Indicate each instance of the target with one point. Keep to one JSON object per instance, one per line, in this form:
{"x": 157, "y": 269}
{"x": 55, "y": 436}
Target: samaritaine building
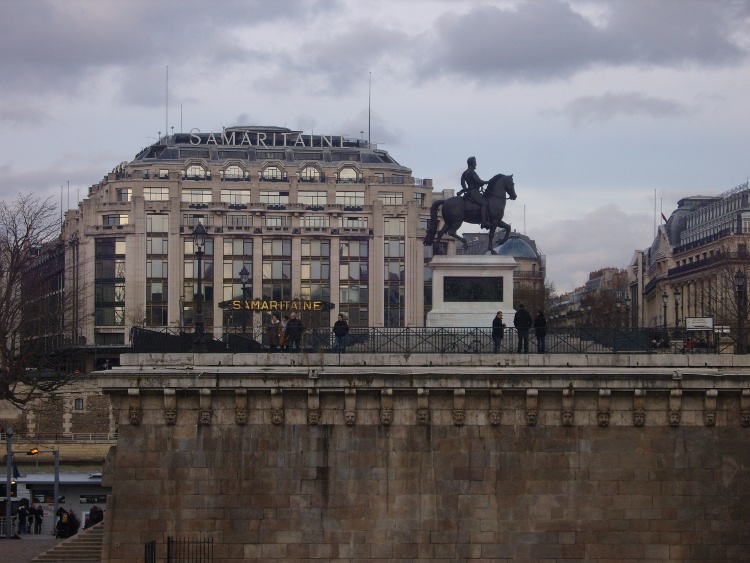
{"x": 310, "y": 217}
=-=-=-=-=
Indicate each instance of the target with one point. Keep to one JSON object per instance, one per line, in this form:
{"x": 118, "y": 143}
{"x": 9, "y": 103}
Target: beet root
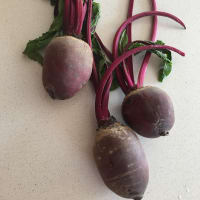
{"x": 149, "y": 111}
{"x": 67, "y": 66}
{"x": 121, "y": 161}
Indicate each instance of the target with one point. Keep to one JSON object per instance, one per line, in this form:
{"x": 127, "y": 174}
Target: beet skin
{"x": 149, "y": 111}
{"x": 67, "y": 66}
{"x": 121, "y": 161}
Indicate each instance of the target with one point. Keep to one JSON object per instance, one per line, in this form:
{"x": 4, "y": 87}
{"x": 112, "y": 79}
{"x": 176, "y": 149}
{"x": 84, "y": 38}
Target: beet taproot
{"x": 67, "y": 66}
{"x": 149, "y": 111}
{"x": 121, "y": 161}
=-=-=-=-=
* _Directions for this task_
Gather every line from the items above that contains the string "beet", and copy each one in full.

* _Answer for the task_
Target: beet root
Target: beet skin
Target: beet taproot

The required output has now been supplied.